▶ [Excerpt to read]
════
The Mission Valley Book Club met in January to start their seventh (yes seventh!) year of book club. Instead of reading a book together, the group decided to have a show-and-tell, where members brought a personal item to share. The items ranged from comic art and playbills to travel souvenirs and action figures. The most personal of the night was an advanced reader copy of a member’s own graphic novel, which definitely brought one member to tears. Mission Valley also carefully selected their first few books for the year. February will be Spider-Man: Life Story by Chip Zdarsky, March sees Mission Valley reading In Waves by AJ Dungo. In April, it will be a double feature with Crowded by Christopher Sebela, Ro Stein, and Ted Brandt and Dark Agents: Book One by Janina Scarlet and Mission Valley’s own Vince Alvendia and rounding out May is Little Bird by Darcy Van Poelgeest & Ian Bertram. What a great way to start 2020!
This month the Comic-Con Museum group rolled into DIE Vol. 1: Fantasy Heartbreaker by Kieron Gillen and Stephanie Hans. Club member Lauren led a lively discussion that started as an examination of the themes Gillen and Hans explored within the storytelling of tabletop role-playing games and how it served to tell the overall story. Many of the club members enjoyed the story allusions to a well-respected fantasy author and Jumanji as well.
Stephanie Hans’ use of color and style in art was also a major point of discussion while club members tried to decide if certain choices were more stylistic or intentional to telegraph later storytelling choices, but overall her art was lauded as adding multiple layers to Gillen's prose.
The discussion turned to the themes of the story and which characters club members identified with at the beginning and became quite involved in whether those choices continued at the end. Overall most of the club was excited to continue reading the story and maybe even play some role-playing games in the future.
For the month of February the club will be reading Daytripper, the graphic novel by Gabriel Ba and Fabio Moon.
North Park’s January meeting was almost a full house. It may have been the “Comic Book Yankee Swap” we had or the opportunity for members to nominate books to read for the rest of the year, but it was also to discuss our book for January: Delilah Dirk and the Turkish Lieutenant, written and illustrated by Tony Cliff. Delilah Dirk is the story of the titular Delilah Dirk, a 19th Century English aristocrat and adventurer who is captured by a corrupt sultan in Constantinople. She escapes with the aid of a lieutenant from the sultan’s army, Salim, and together they roam the countryside in search of treasure.
════
▶ [Information shown]
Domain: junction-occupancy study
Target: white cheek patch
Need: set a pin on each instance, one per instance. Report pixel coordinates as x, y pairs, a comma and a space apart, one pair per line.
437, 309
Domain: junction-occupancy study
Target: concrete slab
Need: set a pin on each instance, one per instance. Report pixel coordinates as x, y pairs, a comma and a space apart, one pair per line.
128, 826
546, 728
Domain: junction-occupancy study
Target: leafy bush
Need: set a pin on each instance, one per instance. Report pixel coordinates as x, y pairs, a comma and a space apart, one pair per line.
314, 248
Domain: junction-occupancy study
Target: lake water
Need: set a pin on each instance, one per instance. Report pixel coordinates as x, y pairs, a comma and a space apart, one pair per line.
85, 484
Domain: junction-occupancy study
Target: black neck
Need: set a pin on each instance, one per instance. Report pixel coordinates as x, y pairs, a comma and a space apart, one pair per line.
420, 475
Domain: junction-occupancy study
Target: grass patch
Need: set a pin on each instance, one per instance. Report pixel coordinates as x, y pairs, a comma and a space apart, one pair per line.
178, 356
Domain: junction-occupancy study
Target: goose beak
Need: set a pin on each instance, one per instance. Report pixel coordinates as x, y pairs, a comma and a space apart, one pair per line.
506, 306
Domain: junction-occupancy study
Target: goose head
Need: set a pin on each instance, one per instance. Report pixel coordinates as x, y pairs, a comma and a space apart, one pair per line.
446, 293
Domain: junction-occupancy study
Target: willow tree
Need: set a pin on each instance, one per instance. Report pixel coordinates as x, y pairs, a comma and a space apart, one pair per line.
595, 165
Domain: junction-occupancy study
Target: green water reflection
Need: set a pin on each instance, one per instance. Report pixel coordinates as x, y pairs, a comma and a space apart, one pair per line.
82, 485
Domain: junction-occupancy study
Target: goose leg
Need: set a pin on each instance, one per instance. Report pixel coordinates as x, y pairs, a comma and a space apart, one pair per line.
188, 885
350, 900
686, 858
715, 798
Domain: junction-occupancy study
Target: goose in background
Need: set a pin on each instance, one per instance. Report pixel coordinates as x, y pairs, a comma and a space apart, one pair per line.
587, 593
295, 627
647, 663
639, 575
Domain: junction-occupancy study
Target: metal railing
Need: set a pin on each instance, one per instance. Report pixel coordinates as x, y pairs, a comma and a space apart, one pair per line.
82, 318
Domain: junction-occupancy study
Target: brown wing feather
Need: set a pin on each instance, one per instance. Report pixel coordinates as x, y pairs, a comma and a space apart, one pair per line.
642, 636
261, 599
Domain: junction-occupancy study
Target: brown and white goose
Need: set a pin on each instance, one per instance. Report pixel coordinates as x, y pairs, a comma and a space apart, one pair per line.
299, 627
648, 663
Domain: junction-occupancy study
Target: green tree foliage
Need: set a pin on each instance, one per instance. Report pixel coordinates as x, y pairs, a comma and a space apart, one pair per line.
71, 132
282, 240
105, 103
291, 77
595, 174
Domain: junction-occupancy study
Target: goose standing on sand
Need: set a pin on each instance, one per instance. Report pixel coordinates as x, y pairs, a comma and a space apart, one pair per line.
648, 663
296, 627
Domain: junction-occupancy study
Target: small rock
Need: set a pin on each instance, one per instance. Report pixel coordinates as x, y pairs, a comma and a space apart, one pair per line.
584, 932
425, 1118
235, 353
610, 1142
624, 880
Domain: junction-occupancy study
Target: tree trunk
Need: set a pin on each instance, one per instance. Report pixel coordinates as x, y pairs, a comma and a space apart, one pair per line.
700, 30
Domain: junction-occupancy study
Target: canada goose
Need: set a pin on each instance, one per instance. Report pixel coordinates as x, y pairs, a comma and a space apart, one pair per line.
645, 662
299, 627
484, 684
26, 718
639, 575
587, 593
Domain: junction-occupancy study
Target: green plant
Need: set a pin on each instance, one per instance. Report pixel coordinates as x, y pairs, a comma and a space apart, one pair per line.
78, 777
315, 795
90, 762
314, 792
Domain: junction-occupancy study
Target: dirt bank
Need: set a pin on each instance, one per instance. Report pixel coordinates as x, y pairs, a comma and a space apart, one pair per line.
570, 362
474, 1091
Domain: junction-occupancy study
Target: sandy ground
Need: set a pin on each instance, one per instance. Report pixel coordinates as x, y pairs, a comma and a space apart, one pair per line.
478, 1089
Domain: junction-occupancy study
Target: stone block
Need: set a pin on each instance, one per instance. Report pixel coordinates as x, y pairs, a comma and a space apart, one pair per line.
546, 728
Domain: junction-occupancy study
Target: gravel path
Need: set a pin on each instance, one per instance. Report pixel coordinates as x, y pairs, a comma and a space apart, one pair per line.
════
▶ [Task set]
a - In the book club report, reproduce the passage running from "North Park’s January" to "search of treasure.".
b - According to the book club report, who led the Comic-Con Museum group's discussion of DIE Vol. 1: Fantasy Heartbreaker?

▶ [Numbered responses]
a -
North Park’s January meeting was almost a full house. It may have been the “Comic Book Yankee Swap” we had or the opportunity for members to nominate books to read for the rest of the year, but it was also to discuss our book for January: Delilah Dirk and the Turkish Lieutenant, written and illustrated by Tony Cliff. Delilah Dirk is the story of the titular Delilah Dirk, a 19th Century English aristocrat and adventurer who is captured by a corrupt sultan in Constantinople. She escapes with the aid of a lieutenant from the sultan’s army, Salim, and together they roam the countryside in search of treasure.

b - Club member Lauren led it.